> Task requirements: Copy all of the records exactly.

*** Opening Information shown ***

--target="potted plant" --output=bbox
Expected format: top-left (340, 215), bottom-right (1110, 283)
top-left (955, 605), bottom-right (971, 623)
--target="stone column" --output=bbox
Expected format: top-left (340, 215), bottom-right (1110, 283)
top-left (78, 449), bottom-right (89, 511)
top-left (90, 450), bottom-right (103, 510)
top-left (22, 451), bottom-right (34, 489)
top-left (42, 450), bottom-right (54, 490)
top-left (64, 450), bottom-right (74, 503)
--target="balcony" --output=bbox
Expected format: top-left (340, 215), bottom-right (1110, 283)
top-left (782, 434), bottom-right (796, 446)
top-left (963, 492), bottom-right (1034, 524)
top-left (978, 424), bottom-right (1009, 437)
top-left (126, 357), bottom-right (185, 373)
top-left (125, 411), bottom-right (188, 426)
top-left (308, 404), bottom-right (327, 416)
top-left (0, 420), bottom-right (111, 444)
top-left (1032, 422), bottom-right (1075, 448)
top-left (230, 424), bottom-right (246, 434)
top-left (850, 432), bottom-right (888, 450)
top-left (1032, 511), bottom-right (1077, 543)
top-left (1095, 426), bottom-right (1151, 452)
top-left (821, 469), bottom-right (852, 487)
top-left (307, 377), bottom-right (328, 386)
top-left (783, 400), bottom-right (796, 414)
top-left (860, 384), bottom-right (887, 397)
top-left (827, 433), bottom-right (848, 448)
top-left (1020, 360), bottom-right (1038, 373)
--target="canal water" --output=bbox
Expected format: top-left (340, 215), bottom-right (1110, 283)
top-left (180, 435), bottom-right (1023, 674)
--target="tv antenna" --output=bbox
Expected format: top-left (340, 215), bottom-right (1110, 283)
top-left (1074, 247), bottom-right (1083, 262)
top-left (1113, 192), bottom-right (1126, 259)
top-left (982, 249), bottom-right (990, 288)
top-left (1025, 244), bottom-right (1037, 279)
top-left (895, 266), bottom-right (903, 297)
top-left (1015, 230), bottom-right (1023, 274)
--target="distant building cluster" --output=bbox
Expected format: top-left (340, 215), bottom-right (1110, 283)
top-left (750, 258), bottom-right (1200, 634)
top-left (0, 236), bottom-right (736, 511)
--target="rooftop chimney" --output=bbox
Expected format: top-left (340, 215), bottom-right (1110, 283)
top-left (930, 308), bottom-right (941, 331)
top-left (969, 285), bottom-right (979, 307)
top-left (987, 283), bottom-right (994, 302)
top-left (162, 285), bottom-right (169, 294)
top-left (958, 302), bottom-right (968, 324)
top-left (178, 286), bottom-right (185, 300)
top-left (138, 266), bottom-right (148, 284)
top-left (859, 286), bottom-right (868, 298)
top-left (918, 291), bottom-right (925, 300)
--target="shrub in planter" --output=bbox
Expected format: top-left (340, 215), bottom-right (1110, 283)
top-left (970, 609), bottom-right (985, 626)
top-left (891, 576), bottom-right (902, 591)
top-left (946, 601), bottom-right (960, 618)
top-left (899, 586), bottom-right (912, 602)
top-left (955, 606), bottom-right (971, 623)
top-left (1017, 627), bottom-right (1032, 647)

*** Closing Information shown ***

> Exercise result:
--target="potted plant" --output=bbox
Expected format: top-left (340, 215), bottom-right (1110, 283)
top-left (955, 605), bottom-right (971, 623)
--target="stone column" --output=bbox
Expected format: top-left (340, 215), bottom-right (1110, 283)
top-left (78, 449), bottom-right (89, 511)
top-left (90, 450), bottom-right (103, 510)
top-left (22, 451), bottom-right (34, 489)
top-left (42, 450), bottom-right (54, 490)
top-left (64, 450), bottom-right (74, 503)
--target="balcony" --output=bbox
Expected format: top-left (340, 215), bottom-right (1110, 283)
top-left (782, 434), bottom-right (796, 446)
top-left (963, 492), bottom-right (1034, 524)
top-left (978, 424), bottom-right (1009, 437)
top-left (126, 357), bottom-right (185, 373)
top-left (125, 411), bottom-right (188, 426)
top-left (308, 404), bottom-right (327, 416)
top-left (0, 420), bottom-right (111, 444)
top-left (1032, 422), bottom-right (1075, 448)
top-left (230, 424), bottom-right (246, 434)
top-left (850, 432), bottom-right (888, 450)
top-left (1032, 511), bottom-right (1077, 543)
top-left (1095, 426), bottom-right (1151, 452)
top-left (821, 469), bottom-right (852, 487)
top-left (307, 377), bottom-right (328, 386)
top-left (783, 400), bottom-right (796, 414)
top-left (860, 384), bottom-right (887, 397)
top-left (827, 433), bottom-right (848, 448)
top-left (1020, 360), bottom-right (1038, 373)
--target="canal water" --output=bbox
Expected format: top-left (340, 215), bottom-right (1110, 283)
top-left (180, 435), bottom-right (1023, 674)
--target="tv antenna" --output=bbox
Expected format: top-left (340, 215), bottom-right (1110, 283)
top-left (1074, 247), bottom-right (1083, 262)
top-left (1113, 192), bottom-right (1126, 259)
top-left (982, 249), bottom-right (990, 288)
top-left (1025, 244), bottom-right (1037, 279)
top-left (895, 266), bottom-right (903, 297)
top-left (1015, 230), bottom-right (1023, 274)
--target="distant building cluster" --output=bbox
Expected format: top-left (340, 215), bottom-right (1110, 283)
top-left (750, 258), bottom-right (1200, 634)
top-left (0, 236), bottom-right (736, 511)
--target="rooftop chimney" --output=bbox
Expected format: top-left (340, 215), bottom-right (1110, 283)
top-left (930, 308), bottom-right (941, 331)
top-left (969, 285), bottom-right (979, 307)
top-left (987, 283), bottom-right (994, 302)
top-left (162, 285), bottom-right (169, 294)
top-left (958, 302), bottom-right (968, 324)
top-left (178, 286), bottom-right (185, 300)
top-left (138, 266), bottom-right (148, 284)
top-left (859, 286), bottom-right (868, 298)
top-left (918, 291), bottom-right (925, 300)
--target="shrub in planter" --output=bbox
Expected format: top-left (340, 215), bottom-right (1110, 283)
top-left (970, 609), bottom-right (985, 626)
top-left (891, 576), bottom-right (902, 591)
top-left (946, 601), bottom-right (960, 618)
top-left (899, 586), bottom-right (912, 602)
top-left (955, 606), bottom-right (971, 623)
top-left (1017, 627), bottom-right (1032, 647)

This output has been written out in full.